Task to complete:
Print the listing in full, exactly as it stands.

________

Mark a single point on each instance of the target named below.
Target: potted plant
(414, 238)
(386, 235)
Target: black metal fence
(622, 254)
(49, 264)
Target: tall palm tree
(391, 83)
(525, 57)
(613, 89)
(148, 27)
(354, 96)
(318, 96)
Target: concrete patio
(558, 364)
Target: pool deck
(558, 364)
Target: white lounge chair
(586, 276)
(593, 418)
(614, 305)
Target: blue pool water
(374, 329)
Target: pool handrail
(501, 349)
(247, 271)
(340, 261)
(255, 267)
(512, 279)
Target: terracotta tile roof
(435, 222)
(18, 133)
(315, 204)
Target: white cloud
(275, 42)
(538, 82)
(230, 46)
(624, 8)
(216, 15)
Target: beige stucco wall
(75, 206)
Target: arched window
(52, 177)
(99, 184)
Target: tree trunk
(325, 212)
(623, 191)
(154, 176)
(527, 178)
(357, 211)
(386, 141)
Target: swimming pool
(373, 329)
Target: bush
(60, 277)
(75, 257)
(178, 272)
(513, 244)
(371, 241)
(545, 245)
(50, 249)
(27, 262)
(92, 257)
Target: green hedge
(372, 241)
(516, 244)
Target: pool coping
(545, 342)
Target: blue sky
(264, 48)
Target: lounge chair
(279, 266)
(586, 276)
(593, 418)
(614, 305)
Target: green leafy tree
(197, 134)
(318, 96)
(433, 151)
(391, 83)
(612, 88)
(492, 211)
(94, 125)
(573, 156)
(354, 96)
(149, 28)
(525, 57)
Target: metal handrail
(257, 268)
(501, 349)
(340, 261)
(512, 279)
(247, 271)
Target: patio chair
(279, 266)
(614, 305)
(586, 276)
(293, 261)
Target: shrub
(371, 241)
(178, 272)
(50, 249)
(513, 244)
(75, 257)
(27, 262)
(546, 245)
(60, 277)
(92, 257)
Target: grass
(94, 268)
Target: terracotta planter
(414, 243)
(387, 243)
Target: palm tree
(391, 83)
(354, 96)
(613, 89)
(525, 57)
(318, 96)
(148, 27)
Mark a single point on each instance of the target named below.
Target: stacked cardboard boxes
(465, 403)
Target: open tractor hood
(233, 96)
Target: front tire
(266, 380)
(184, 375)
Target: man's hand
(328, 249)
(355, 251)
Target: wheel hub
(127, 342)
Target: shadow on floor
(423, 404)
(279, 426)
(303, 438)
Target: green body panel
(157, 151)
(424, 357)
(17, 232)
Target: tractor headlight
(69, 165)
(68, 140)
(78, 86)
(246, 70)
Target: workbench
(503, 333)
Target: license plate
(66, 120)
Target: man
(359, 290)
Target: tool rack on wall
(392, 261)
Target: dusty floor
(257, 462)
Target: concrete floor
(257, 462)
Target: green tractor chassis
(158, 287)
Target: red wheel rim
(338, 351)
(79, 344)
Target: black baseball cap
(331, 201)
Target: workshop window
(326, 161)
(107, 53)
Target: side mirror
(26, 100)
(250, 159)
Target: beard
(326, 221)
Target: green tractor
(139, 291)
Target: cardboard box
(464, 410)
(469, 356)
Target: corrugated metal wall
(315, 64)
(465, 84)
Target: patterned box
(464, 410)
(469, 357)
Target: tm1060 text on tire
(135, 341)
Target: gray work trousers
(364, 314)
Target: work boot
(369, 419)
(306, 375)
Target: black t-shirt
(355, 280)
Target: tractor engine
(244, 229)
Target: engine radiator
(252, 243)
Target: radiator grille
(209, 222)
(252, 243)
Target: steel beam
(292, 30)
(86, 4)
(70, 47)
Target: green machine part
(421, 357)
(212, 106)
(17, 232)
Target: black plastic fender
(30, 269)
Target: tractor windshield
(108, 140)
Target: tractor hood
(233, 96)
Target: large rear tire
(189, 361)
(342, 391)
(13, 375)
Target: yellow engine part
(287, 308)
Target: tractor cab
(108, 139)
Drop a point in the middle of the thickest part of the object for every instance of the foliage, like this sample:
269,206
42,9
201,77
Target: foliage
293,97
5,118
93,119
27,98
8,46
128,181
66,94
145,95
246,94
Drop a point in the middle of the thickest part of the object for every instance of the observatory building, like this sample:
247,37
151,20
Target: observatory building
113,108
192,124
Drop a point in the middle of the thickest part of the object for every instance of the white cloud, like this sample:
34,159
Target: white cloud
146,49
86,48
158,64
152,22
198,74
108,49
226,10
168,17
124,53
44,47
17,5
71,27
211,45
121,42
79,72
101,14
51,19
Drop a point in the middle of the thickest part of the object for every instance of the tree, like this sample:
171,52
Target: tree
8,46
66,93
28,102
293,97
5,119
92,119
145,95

________

Your solution:
Mark a single point on each instance of the target named below.
Target: potted plant
(414, 238)
(386, 235)
Target: black metal fence
(622, 254)
(49, 264)
Target: tall palm tree
(391, 83)
(525, 57)
(613, 89)
(148, 27)
(354, 96)
(318, 96)
Target: concrete patio
(558, 364)
Target: pool deck
(558, 364)
Target: white lounge chair
(586, 276)
(593, 418)
(614, 305)
Target: blue pool water
(374, 329)
Target: pool handrail
(501, 349)
(247, 271)
(340, 261)
(255, 267)
(512, 279)
Target: terracotta tile roof
(435, 222)
(18, 133)
(315, 204)
Target: white cloud
(275, 42)
(538, 82)
(230, 46)
(624, 8)
(216, 15)
Target: beige stucco wall
(75, 206)
Target: arched window
(52, 177)
(99, 184)
Target: tree trunk
(325, 212)
(623, 191)
(154, 176)
(527, 178)
(357, 211)
(386, 141)
Target: swimming pool
(373, 329)
Target: bush
(60, 277)
(75, 257)
(178, 272)
(513, 244)
(371, 241)
(545, 245)
(50, 249)
(27, 262)
(92, 257)
Target: green hedge
(372, 241)
(516, 244)
Target: pool coping
(545, 342)
Target: blue sky
(264, 48)
Target: lounge chair
(279, 266)
(586, 276)
(593, 418)
(614, 305)
Target: green leafy tree
(197, 134)
(318, 96)
(433, 151)
(391, 83)
(612, 88)
(492, 211)
(94, 125)
(573, 156)
(354, 96)
(149, 28)
(525, 57)
Target: metal handrail
(257, 268)
(501, 349)
(340, 261)
(512, 279)
(247, 271)
Target: patio chair
(279, 266)
(614, 305)
(586, 276)
(293, 261)
Target: shrub
(371, 241)
(178, 272)
(50, 249)
(513, 244)
(75, 257)
(27, 262)
(546, 245)
(60, 277)
(92, 257)
Target: grass
(94, 268)
Target: terracotta planter
(414, 243)
(387, 243)
Target: palm tree
(391, 83)
(354, 96)
(613, 89)
(525, 57)
(318, 96)
(148, 27)
Mark a single point on each instance of the target named below.
Target: stacked cardboard boxes
(465, 403)
Target: open tractor hood
(233, 96)
Target: front tire
(266, 380)
(184, 375)
Target: man's hand
(328, 249)
(355, 251)
Target: wheel hub
(127, 342)
Target: shadow on floor
(423, 404)
(279, 426)
(303, 438)
Target: green body panel
(157, 151)
(424, 357)
(17, 232)
Target: tractor headlight
(69, 165)
(68, 140)
(78, 86)
(246, 70)
Target: workbench
(503, 333)
Target: license plate
(66, 120)
Target: man
(359, 290)
Target: tool rack on wall
(392, 261)
Target: dusty floor
(257, 462)
Target: concrete floor
(257, 462)
Target: green tractor chassis
(158, 287)
Target: red wheel rim
(338, 351)
(79, 344)
Target: black baseball cap
(331, 201)
Target: workshop window
(326, 161)
(107, 53)
Target: side mirror
(26, 100)
(250, 159)
Target: beard
(326, 221)
Target: green tractor
(139, 291)
Target: cardboard box
(464, 410)
(469, 356)
Target: corrugated metal wall
(315, 64)
(465, 84)
Target: patterned box
(464, 410)
(469, 357)
Target: tm1060 text on tire
(135, 341)
Target: gray work trousers
(364, 314)
Target: work boot
(369, 419)
(306, 375)
Target: black t-shirt
(355, 280)
Target: tractor engine
(244, 229)
Target: engine radiator
(252, 243)
Target: radiator grille
(209, 222)
(252, 243)
Target: steel beam
(292, 30)
(86, 4)
(70, 47)
Target: green machine part
(421, 357)
(212, 106)
(17, 232)
Target: black plastic fender
(30, 269)
Target: tractor windshield
(108, 140)
Target: tractor hood
(233, 96)
Target: large rear tire
(189, 361)
(342, 391)
(13, 375)
Target: yellow engine part
(287, 308)
Target: tractor cab
(108, 139)
Drop a point in the middle of the thickest part of the object for every instance of the foliage, like this sample:
269,206
42,9
201,77
Target: foliage
293,97
5,118
93,119
27,98
8,46
128,181
66,94
145,95
246,94
Drop a point in the middle of the thickest part of the object for every instance of the observatory building, like this sample:
247,37
151,20
Target: observatory building
113,108
192,124
Drop a point in the middle of the thickest part of the object for every instance of the white cloud, like this sample:
34,159
Target: white cloud
146,49
86,48
158,64
152,22
198,74
108,49
226,10
168,17
124,53
44,47
17,5
71,27
211,45
121,42
79,72
101,14
51,19
Drop a point in the middle of the thickest part of the object for every instance of the tree, like this sample:
171,52
Target: tree
8,46
66,93
28,102
293,97
5,119
92,119
145,95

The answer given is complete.